> **Exercise instructions**
Print the data that follows without changing a single word.

Dataset entries:

- Opening Delimiter -

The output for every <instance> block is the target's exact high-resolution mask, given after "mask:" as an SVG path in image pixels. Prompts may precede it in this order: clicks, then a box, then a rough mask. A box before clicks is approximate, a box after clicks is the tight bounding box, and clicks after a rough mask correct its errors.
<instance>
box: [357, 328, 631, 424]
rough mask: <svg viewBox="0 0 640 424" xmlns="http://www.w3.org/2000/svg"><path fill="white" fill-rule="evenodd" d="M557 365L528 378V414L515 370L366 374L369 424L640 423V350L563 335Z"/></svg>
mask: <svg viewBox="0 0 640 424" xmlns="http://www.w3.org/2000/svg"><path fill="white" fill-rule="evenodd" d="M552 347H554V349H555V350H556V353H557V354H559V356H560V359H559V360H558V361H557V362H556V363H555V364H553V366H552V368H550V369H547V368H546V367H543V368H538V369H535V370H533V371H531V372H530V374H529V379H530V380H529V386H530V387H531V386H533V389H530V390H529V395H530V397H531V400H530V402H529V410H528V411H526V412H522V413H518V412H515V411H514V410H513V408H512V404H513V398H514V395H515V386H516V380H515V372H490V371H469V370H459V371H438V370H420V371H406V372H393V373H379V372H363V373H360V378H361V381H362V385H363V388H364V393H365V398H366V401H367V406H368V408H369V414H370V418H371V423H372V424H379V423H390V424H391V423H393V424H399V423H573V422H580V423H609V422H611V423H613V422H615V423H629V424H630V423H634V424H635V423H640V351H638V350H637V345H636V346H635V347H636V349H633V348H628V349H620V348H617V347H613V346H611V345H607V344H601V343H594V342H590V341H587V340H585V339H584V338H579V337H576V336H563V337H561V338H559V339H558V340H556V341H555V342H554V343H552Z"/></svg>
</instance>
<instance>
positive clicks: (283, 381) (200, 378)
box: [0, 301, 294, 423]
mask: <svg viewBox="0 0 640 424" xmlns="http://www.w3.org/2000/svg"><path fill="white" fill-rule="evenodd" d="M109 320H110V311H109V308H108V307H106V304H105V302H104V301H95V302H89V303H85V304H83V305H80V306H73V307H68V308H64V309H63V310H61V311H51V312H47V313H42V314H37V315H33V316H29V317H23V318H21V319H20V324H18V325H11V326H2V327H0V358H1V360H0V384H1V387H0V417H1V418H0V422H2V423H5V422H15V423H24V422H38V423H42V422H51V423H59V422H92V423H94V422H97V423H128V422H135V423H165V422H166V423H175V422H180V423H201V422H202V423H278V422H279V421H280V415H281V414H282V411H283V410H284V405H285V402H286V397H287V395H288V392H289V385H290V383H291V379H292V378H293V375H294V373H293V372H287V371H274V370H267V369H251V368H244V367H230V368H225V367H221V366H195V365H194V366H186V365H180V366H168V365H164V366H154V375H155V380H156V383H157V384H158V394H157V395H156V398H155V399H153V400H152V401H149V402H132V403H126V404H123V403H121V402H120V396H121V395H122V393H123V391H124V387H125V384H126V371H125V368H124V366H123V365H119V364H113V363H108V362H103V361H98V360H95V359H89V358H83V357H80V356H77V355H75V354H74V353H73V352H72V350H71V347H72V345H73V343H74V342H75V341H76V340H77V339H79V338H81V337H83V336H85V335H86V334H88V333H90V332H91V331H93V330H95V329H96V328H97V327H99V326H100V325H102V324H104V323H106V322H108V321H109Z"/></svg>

- Closing Delimiter -

> **Result below**
The output for every <instance> block is the target's exact high-resolution mask, given after "mask:" as an SVG path in image pixels. Prompts may precede it in this order: clicks, then a box, then a rough mask. A box before clicks is approximate, a box after clicks is the tight bounding box, and clicks after a rough mask correct its errors.
<instance>
box: [357, 328, 631, 424]
rough mask: <svg viewBox="0 0 640 424" xmlns="http://www.w3.org/2000/svg"><path fill="white" fill-rule="evenodd" d="M557 365L528 378V414L515 370L366 374L369 424L640 423V350L563 335Z"/></svg>
mask: <svg viewBox="0 0 640 424" xmlns="http://www.w3.org/2000/svg"><path fill="white" fill-rule="evenodd" d="M552 347H554V349H555V350H556V353H557V354H559V356H560V359H559V360H558V361H557V362H556V363H555V364H553V366H552V368H550V369H547V368H546V367H543V368H538V369H535V370H533V371H531V372H530V374H529V379H530V380H529V386H530V387H531V386H533V389H530V390H529V395H530V397H531V400H530V402H529V410H528V411H526V412H522V413H518V412H515V411H514V410H513V408H512V404H513V398H514V395H515V386H516V380H515V372H490V371H469V370H459V371H438V370H420V371H406V372H393V373H379V372H363V373H360V378H361V381H362V385H363V388H364V393H365V398H366V401H367V406H368V408H369V414H370V418H371V423H372V424H379V423H390V424H391V423H393V424H399V423H573V422H580V423H609V422H611V423H613V422H615V423H629V424H630V423H634V424H635V423H640V351H638V350H637V345H636V346H635V347H636V349H633V348H628V349H620V348H617V347H613V346H611V345H607V344H601V343H594V342H590V341H587V340H585V339H584V338H579V337H576V336H563V337H561V338H559V339H558V340H556V341H555V342H554V343H552Z"/></svg>
</instance>
<instance>
positive clicks: (283, 381) (200, 378)
box: [0, 301, 294, 423]
mask: <svg viewBox="0 0 640 424" xmlns="http://www.w3.org/2000/svg"><path fill="white" fill-rule="evenodd" d="M109 320H110V311H109V308H108V307H106V304H105V302H104V301H95V302H89V303H85V304H83V305H80V306H73V307H68V308H64V309H63V310H61V311H51V312H47V313H42V314H37V315H33V316H29V317H23V318H21V319H20V324H18V325H11V326H2V327H0V358H1V360H0V384H1V387H0V417H1V418H0V422H2V423H5V422H15V423H24V422H38V423H42V422H51V423H59V422H92V423H94V422H97V423H128V422H135V423H165V422H166V423H175V422H180V423H201V422H202V423H278V422H279V421H280V415H281V414H282V411H283V410H284V405H285V402H286V397H287V395H288V392H289V385H290V383H291V379H292V378H293V375H294V373H293V372H287V371H274V370H267V369H251V368H244V367H230V368H225V367H221V366H195V365H194V366H186V365H180V366H168V365H164V366H154V375H155V380H156V383H157V384H158V394H157V395H156V398H155V399H153V400H152V401H149V402H132V403H126V404H123V403H121V402H120V396H121V395H122V393H123V391H124V387H125V384H126V371H125V368H124V366H123V365H119V364H113V363H108V362H103V361H98V360H95V359H89V358H83V357H80V356H77V355H75V354H74V353H73V352H72V350H71V347H72V345H73V343H74V342H75V341H76V340H77V339H79V338H81V337H83V336H85V335H86V334H88V333H90V332H91V331H93V330H95V329H96V328H97V327H99V326H100V325H102V324H104V323H106V322H108V321H109Z"/></svg>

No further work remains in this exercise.